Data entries
○ ○ ○ ○

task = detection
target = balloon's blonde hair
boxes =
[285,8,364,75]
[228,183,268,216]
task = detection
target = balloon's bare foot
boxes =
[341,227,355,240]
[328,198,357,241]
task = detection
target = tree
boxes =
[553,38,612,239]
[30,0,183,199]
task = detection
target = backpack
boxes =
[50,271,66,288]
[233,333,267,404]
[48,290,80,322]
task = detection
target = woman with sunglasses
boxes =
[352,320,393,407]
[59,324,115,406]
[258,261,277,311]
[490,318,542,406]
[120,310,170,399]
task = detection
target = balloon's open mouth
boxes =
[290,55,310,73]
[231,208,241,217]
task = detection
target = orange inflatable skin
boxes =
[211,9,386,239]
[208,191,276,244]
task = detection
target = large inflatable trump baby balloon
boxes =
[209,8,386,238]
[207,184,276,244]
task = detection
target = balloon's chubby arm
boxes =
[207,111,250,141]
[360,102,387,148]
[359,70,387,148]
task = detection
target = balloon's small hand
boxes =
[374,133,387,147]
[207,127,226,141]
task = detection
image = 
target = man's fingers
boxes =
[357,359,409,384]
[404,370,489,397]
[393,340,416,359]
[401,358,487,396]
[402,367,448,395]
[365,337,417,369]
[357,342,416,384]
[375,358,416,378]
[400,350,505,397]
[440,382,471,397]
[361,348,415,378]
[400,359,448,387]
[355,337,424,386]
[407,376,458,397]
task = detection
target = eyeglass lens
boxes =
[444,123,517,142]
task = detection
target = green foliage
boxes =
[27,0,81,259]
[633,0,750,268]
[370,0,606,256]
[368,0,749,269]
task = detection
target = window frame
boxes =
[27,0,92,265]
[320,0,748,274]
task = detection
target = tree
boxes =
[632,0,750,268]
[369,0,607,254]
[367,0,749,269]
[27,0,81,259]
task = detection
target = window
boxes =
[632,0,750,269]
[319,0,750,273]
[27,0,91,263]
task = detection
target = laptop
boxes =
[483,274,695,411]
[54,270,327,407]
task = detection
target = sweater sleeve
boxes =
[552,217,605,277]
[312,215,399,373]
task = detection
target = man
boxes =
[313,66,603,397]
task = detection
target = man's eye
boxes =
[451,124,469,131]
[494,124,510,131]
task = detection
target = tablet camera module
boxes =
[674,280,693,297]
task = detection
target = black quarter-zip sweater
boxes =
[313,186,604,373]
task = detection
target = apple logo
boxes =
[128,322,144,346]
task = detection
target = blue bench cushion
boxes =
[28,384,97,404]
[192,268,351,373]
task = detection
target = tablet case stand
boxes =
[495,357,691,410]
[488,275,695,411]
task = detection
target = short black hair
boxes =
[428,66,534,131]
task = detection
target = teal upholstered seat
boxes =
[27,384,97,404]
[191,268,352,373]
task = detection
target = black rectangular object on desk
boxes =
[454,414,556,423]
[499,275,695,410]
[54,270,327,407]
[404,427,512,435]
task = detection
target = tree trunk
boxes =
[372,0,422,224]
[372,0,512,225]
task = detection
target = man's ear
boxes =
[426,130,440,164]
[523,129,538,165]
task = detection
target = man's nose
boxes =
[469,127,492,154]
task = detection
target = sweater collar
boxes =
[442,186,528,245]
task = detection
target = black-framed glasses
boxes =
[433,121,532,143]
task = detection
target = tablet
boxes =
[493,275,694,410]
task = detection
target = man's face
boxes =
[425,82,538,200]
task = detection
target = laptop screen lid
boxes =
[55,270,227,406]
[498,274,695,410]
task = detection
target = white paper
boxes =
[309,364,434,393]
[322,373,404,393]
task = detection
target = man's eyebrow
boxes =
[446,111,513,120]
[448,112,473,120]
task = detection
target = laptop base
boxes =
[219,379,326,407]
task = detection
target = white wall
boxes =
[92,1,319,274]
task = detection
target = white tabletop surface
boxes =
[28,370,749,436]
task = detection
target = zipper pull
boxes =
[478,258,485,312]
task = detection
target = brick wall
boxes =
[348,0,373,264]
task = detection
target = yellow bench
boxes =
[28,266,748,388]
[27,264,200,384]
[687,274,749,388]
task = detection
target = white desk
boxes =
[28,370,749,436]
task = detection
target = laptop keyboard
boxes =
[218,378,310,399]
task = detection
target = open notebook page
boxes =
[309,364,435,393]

○ ○ ○ ○

**Activity:**
Recopy all the entries faithfully, leaving none out.

**The completed task:**
task = detection
target = balloon's blonde hair
boxes =
[285,8,364,75]
[228,183,268,216]
task = detection
target = balloon's bare foot
boxes =
[341,227,355,240]
[328,198,357,241]
task = detection
target = tree
boxes =
[553,38,612,239]
[30,0,183,199]
task = detection
target = backpack
boxes =
[50,271,66,288]
[233,333,267,404]
[48,290,80,322]
task = detection
target = woman with sunglasses
boxes =
[352,320,393,407]
[59,324,115,406]
[258,261,277,311]
[490,318,542,406]
[120,310,170,399]
task = detection
target = balloon's open mouth
boxes =
[290,55,310,73]
[231,208,241,217]
task = detection
target = orange inflatable skin
boxes =
[211,9,386,239]
[208,191,276,244]
task = detection
target = large inflatable trump baby balloon
boxes =
[209,8,386,238]
[207,184,276,244]
task = detection
target = balloon's chubby arm
boxes =
[207,111,250,141]
[360,102,387,148]
[359,70,387,148]
task = detection
target = balloon's small hand
boxes =
[374,133,387,147]
[207,127,226,141]
task = detection
image = 
target = man's fingers
boxes =
[357,359,409,384]
[404,370,489,397]
[393,340,416,359]
[401,358,487,396]
[402,367,448,395]
[365,337,417,369]
[357,342,416,384]
[375,358,416,378]
[400,350,505,397]
[440,382,471,397]
[361,348,415,378]
[400,359,448,387]
[355,337,424,386]
[407,376,458,397]
task = detection
target = eyeglass lens
boxes =
[444,123,517,142]
task = detection
target = green foliage
boxes =
[27,0,81,259]
[633,0,750,268]
[370,0,606,256]
[368,0,749,269]
task = detection
target = window frame
boxes =
[27,0,92,265]
[320,0,748,274]
task = detection
target = tree
boxes =
[632,0,750,268]
[369,0,607,254]
[367,0,749,269]
[27,0,81,259]
task = detection
target = window
boxes =
[632,0,750,269]
[319,0,750,273]
[27,0,91,263]
task = detection
target = laptop
boxes =
[483,274,695,411]
[54,270,327,407]
task = detection
target = sweater sleeve
boxes =
[552,217,605,277]
[312,215,399,373]
task = detection
target = man
boxes =
[313,66,603,397]
task = detection
target = man's eye
boxes =
[451,124,469,131]
[494,124,510,131]
task = detection
target = tablet camera module
boxes =
[674,280,693,297]
task = detection
target = black quarter-zip sweater
boxes =
[313,186,604,373]
task = detection
target = apple logo
boxes =
[128,322,144,346]
task = detection
target = blue bench cushion
boxes =
[28,384,97,404]
[192,268,351,373]
task = detection
target = tablet case stand
boxes =
[495,357,691,410]
[488,275,695,411]
task = detection
target = short black hair
boxes =
[428,66,534,131]
task = detection
target = teal upholstered seat
boxes =
[27,384,97,404]
[191,268,352,373]
task = detection
target = black rectangular object on desk
boxes =
[454,414,556,423]
[499,275,695,410]
[54,270,327,407]
[404,427,512,435]
task = detection
target = tree trunk
boxes =
[372,0,422,224]
[372,0,512,225]
task = detection
target = man's ear
boxes =
[426,130,440,164]
[523,129,538,165]
task = detection
target = man's nose
boxes =
[469,127,492,154]
task = detection
target = sweater collar
boxes =
[442,186,528,245]
task = detection
target = black-framed glasses
boxes =
[433,121,532,143]
task = detection
target = tablet
boxes =
[493,275,694,410]
task = detection
target = man's face
boxes =
[425,82,538,200]
task = detection
target = laptop screen lid
boxes =
[55,270,227,406]
[498,274,695,410]
task = detection
target = white paper
boxes =
[309,364,434,393]
[322,373,404,393]
task = detection
target = man's eyebrow
boxes =
[446,111,513,120]
[448,112,473,120]
task = detection
target = laptop base
boxes =
[219,379,326,407]
task = detection
target = white wall
boxes =
[92,1,319,274]
task = detection
target = white tabletop surface
boxes =
[28,370,749,436]
task = detection
target = zipper pull
boxes =
[478,258,485,312]
task = detection
target = brick wall
boxes =
[348,0,373,264]
task = detection
target = yellow bench
boxes =
[28,266,748,388]
[27,264,200,384]
[687,274,749,388]
task = detection
target = white desk
boxes =
[28,370,749,436]
task = detection
target = laptop keyboard
boxes =
[218,378,310,399]
task = detection
target = open notebook page
boxes =
[309,364,435,393]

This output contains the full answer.